(begin)

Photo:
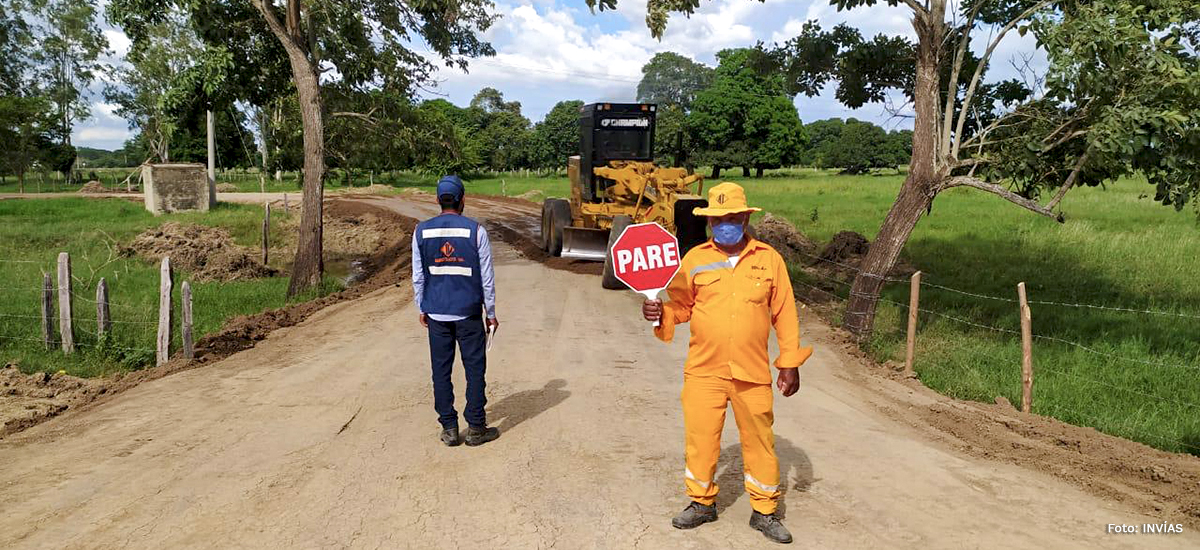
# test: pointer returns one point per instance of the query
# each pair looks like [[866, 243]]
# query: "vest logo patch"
[[448, 256]]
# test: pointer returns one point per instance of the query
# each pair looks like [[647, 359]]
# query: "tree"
[[69, 49], [501, 131], [1121, 95], [822, 137], [557, 136], [859, 148], [744, 118], [147, 89], [25, 126], [364, 45], [672, 79]]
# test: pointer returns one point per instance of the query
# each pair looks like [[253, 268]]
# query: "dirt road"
[[324, 436]]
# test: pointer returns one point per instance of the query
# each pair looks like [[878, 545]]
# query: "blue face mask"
[[727, 233]]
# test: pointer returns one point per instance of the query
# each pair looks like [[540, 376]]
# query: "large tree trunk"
[[917, 191], [309, 264]]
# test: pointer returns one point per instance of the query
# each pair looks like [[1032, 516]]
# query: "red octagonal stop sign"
[[646, 257]]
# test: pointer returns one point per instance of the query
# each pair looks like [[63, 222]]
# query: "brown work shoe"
[[450, 437], [478, 436], [695, 515], [771, 527]]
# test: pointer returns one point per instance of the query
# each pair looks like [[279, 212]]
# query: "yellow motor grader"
[[615, 184]]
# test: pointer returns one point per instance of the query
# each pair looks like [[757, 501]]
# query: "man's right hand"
[[652, 310]]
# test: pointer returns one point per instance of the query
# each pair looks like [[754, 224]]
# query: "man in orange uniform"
[[732, 290]]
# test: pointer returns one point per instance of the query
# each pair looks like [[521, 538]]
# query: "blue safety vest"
[[450, 261]]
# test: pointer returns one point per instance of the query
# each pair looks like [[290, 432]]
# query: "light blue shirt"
[[485, 270]]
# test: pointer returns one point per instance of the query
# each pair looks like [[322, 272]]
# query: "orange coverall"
[[731, 309]]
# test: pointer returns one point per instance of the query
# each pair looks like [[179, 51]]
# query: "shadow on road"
[[521, 406], [795, 473]]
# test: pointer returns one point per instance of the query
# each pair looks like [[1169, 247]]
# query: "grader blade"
[[585, 244]]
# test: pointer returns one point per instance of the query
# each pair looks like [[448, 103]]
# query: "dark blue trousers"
[[472, 339]]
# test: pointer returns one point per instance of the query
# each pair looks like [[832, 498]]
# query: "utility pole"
[[213, 162]]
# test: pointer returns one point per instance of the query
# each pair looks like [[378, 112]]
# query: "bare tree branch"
[[952, 89], [983, 64], [1000, 191]]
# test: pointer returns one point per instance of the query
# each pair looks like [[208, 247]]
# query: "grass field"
[[1141, 377], [1137, 376], [33, 234]]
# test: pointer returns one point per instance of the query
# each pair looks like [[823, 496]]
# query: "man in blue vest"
[[454, 282]]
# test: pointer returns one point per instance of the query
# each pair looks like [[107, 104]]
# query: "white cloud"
[[118, 42]]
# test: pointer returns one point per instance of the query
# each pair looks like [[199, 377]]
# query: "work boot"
[[450, 437], [771, 527], [478, 436], [695, 515]]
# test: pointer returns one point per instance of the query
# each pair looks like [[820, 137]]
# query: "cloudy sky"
[[549, 51]]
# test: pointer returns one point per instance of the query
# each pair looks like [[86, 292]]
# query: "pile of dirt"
[[389, 264], [208, 253], [373, 189], [534, 195], [29, 399], [783, 235], [94, 187]]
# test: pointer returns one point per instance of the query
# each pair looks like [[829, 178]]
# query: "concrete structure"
[[178, 187]]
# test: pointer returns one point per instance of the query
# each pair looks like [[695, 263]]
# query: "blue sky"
[[549, 51]]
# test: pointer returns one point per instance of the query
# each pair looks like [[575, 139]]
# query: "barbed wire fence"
[[60, 316], [837, 291]]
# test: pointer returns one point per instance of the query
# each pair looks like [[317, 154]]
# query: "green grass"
[[1119, 247], [34, 232]]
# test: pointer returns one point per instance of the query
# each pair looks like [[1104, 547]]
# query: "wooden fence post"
[[1026, 352], [165, 284], [913, 303], [103, 322], [47, 311], [65, 302], [186, 299], [267, 229]]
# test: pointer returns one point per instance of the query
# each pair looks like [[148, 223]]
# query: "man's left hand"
[[789, 381]]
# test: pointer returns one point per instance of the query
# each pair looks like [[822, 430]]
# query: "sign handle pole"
[[651, 296]]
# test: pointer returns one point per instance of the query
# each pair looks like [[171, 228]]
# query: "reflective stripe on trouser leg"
[[703, 416], [753, 411]]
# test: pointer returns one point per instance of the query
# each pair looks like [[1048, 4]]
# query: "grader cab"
[[615, 184]]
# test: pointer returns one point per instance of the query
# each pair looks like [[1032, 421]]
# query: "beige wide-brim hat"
[[726, 198]]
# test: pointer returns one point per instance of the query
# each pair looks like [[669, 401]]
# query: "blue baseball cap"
[[451, 185]]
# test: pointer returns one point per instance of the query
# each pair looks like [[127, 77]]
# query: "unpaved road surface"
[[324, 436]]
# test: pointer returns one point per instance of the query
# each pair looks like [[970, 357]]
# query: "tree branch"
[[916, 7], [952, 89], [1000, 191], [1071, 180], [983, 64]]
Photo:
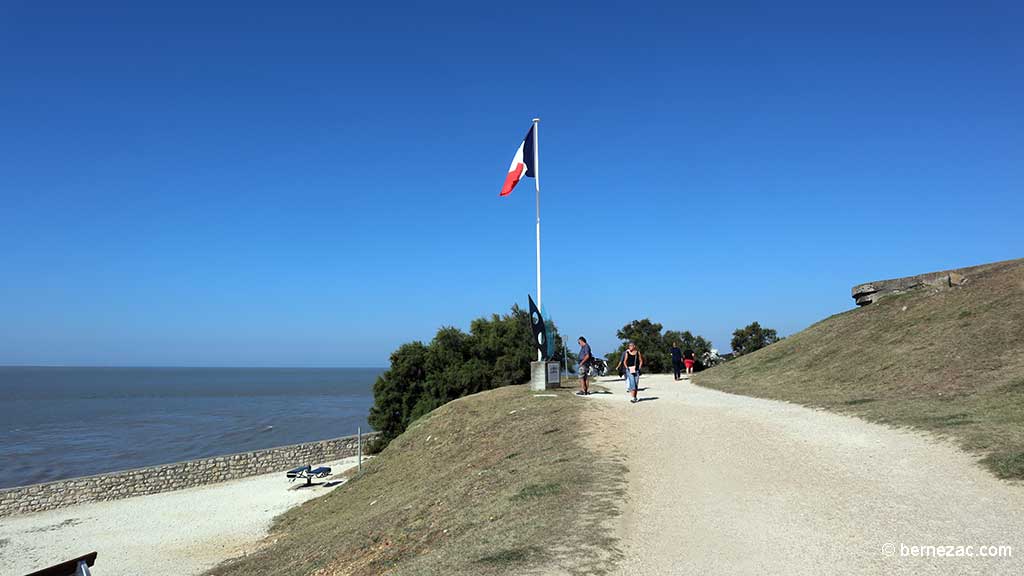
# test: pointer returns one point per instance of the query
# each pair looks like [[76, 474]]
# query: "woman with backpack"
[[633, 361]]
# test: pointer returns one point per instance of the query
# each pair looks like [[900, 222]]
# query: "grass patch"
[[950, 362], [483, 485], [512, 557], [538, 490], [1006, 464]]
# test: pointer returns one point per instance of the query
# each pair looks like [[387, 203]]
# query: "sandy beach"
[[174, 533]]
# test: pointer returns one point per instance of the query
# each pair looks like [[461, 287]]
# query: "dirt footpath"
[[723, 484]]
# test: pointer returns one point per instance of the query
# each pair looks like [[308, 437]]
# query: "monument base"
[[545, 375]]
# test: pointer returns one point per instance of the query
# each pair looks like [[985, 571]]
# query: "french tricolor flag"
[[524, 163]]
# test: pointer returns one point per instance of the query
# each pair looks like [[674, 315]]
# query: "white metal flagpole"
[[537, 182]]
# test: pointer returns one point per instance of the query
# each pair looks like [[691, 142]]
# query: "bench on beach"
[[77, 567], [308, 472]]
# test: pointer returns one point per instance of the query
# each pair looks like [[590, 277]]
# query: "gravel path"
[[723, 484], [174, 533]]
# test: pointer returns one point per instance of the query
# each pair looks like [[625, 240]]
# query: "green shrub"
[[497, 352]]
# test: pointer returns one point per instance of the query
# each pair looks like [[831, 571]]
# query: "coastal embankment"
[[178, 476], [178, 533]]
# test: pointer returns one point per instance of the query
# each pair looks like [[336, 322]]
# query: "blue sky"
[[313, 184]]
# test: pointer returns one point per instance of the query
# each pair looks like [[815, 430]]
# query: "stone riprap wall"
[[166, 478], [868, 292]]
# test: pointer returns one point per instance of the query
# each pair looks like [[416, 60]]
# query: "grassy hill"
[[496, 483], [948, 361]]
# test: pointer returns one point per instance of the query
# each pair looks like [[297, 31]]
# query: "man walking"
[[677, 360], [585, 361], [634, 363]]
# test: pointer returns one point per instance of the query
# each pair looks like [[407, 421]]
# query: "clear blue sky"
[[313, 184]]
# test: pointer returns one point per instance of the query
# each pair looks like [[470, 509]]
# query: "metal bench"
[[308, 472]]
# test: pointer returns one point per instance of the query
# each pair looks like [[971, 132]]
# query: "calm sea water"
[[65, 422]]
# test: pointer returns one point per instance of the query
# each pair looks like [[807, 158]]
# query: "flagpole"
[[537, 182]]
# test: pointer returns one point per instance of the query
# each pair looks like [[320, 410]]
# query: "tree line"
[[498, 351]]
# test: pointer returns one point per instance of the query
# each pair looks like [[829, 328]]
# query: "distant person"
[[586, 359], [677, 360], [634, 363], [688, 360]]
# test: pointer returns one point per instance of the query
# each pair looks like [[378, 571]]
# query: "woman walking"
[[634, 362]]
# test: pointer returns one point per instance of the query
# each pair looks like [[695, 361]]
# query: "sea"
[[58, 422]]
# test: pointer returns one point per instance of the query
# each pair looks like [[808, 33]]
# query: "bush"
[[497, 352], [752, 337]]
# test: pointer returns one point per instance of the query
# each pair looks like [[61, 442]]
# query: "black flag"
[[538, 325]]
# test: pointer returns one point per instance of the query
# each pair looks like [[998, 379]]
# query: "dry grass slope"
[[496, 483], [946, 361]]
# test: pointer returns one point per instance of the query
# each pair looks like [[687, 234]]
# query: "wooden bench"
[[77, 567]]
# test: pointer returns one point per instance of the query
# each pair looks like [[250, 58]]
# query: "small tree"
[[753, 337], [497, 352]]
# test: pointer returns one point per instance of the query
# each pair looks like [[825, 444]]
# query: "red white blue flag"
[[523, 164]]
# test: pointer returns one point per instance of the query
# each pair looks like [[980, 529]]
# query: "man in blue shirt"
[[585, 362], [677, 359]]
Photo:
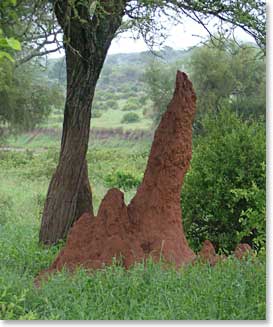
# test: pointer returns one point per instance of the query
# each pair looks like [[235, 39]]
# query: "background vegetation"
[[223, 198]]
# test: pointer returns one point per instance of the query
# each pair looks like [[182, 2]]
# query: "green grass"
[[231, 290], [109, 119]]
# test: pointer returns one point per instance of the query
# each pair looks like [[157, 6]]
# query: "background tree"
[[225, 74], [88, 28]]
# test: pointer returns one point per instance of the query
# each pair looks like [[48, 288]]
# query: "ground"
[[230, 290]]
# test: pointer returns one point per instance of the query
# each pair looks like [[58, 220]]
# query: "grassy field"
[[109, 119], [231, 290]]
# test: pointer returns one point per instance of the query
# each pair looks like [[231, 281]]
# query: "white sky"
[[180, 37]]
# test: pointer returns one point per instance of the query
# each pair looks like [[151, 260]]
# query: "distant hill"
[[119, 68]]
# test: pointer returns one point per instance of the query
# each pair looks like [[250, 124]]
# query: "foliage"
[[226, 74], [223, 196], [131, 117], [8, 45]]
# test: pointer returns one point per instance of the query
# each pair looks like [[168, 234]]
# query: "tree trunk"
[[69, 194]]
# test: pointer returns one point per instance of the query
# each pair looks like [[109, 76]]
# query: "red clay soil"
[[151, 224]]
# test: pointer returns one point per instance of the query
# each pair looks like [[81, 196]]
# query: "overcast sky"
[[180, 37]]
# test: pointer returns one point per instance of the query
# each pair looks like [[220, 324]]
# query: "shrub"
[[223, 196], [131, 117], [112, 104]]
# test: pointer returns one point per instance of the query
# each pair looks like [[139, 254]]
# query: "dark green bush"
[[123, 180], [131, 117], [96, 114], [6, 205], [223, 196], [112, 104], [129, 106]]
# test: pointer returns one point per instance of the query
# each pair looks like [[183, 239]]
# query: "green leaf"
[[4, 54], [14, 44]]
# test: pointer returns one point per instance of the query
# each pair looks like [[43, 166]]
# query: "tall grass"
[[230, 290]]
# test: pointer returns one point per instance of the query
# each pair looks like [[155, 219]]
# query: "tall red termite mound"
[[151, 224]]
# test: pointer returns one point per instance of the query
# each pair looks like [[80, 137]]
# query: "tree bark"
[[87, 42]]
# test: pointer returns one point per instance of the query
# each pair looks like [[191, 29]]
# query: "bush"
[[6, 205], [130, 106], [96, 114], [112, 104], [223, 196], [131, 117]]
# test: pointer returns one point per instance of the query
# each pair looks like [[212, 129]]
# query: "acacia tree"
[[88, 28]]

(end)

GIVEN INSTRUCTION
Rewrite the entries from the start up to and including the line with "[[917, 191], [309, 264]]", replacing "dirt road" with "gravel road" and changing nothing else. Leave the pictures out of your answer.

EXERCISE OUTPUT
Photo:
# test: pointer returns one point per instance of the query
# each pair looks like [[866, 243]]
# query: "vest logo patch"
[[448, 256]]
# test: pointer returns one point per instance of the query
# each pair looks like [[647, 359]]
# query: "tree"
[[69, 49], [501, 131], [1121, 95], [822, 137], [557, 136], [859, 148], [744, 118], [147, 89], [25, 126], [364, 45], [672, 79]]
# test: pointer returns one point per instance of the query
# each pair looks like [[253, 268]]
# query: "gravel road"
[[324, 436]]
# test: pointer returns one point per instance of the query
# each pair looks like [[878, 545]]
# query: "blue face mask"
[[727, 233]]
# test: pointer returns one point per instance of the query
# each pair looks like [[540, 376]]
# query: "large tree trunk"
[[917, 191], [309, 264]]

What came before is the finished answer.